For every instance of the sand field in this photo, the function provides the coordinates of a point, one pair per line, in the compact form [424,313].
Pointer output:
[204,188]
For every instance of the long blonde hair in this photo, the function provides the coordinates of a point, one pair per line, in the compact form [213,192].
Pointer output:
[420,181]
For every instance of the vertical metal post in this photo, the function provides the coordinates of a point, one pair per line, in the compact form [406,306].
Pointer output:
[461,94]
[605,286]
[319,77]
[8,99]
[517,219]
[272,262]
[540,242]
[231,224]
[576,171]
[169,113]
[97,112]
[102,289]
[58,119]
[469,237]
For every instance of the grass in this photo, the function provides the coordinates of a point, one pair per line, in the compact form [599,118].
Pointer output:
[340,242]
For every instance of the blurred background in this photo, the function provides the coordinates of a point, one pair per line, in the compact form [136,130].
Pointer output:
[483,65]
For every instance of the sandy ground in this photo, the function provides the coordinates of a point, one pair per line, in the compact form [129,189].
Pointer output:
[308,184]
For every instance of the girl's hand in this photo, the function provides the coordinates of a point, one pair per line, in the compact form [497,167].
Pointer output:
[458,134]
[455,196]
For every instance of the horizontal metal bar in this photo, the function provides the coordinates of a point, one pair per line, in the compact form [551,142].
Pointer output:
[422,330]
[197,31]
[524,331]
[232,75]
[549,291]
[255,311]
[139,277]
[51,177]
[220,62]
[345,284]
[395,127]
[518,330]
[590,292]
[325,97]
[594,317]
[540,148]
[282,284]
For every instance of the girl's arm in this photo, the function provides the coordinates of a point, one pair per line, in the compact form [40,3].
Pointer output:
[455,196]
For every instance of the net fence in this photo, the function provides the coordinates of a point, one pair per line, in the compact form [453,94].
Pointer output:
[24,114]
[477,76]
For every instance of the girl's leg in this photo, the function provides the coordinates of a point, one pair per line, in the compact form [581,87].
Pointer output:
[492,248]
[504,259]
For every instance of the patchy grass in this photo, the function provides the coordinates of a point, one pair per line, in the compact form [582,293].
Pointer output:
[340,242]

__Work required__: The full set of records should be duplicated exactly.

__Result of the task__:
For every instance of the sand field in this photo, the function provides the coordinates of a point, one pair per line, in the compact form [424,313].
Pointer output:
[204,188]
For every instance of the long blonde hair in this photo, the function provides the coordinates of a point, one pair per line, in the compact form [213,192].
Pointer output:
[420,181]
For every instance of the vertical metal post in this photo, the function provides the coordinates of a point, one pair per line, in the compact form [406,306].
Pointer output:
[461,94]
[605,286]
[319,77]
[8,99]
[517,219]
[272,262]
[540,242]
[231,224]
[576,171]
[169,113]
[97,112]
[102,289]
[58,119]
[469,237]
For every instance of the grass in this photo, the function provides the coordinates of a point, one pair per line, in the compact form [599,118].
Pointer output:
[340,242]
For every instance of the blurred background in this photo, the function provides the coordinates of a point, one pair per line, in the compact form [136,130].
Pointer output:
[483,65]
For every instance of the sandy ground in this photo, the function provides the coordinates of a point, one pair per line, in the compact form [129,189].
Pointer output:
[308,184]
For every instance of the girl's hand in this photo, the function provides the coordinates of a point, one pair per line, in the compact form [497,167].
Pointer output:
[458,134]
[455,196]
For every instance of the horizontal metal bar in this photo, the function provides the coordinates of a point, one pair per line, in the compact form [551,142].
Pointer output:
[422,330]
[197,31]
[524,331]
[232,75]
[549,291]
[255,311]
[139,277]
[51,177]
[220,62]
[345,284]
[395,127]
[518,330]
[590,292]
[325,97]
[594,317]
[540,148]
[282,284]
For every instance of the girl's arm in this photo, the function provides the coordinates of a point, one pair per line, in the compact form [40,3].
Pointer output:
[455,196]
For every instance of the net fence in this photo, the function provides the coordinates of a point, one pair per line, in the compact form [453,94].
Pointer output:
[24,114]
[477,76]
For every instance of the girl's leg in this photo, the function provides the coordinates of a point, one pair per line, in the compact form [581,87].
Pointer output:
[492,248]
[504,259]
For every instance of the patchy grass in this photo, the function provides the coordinates of a point, one pair per line, in the compact form [582,293].
Pointer output:
[340,242]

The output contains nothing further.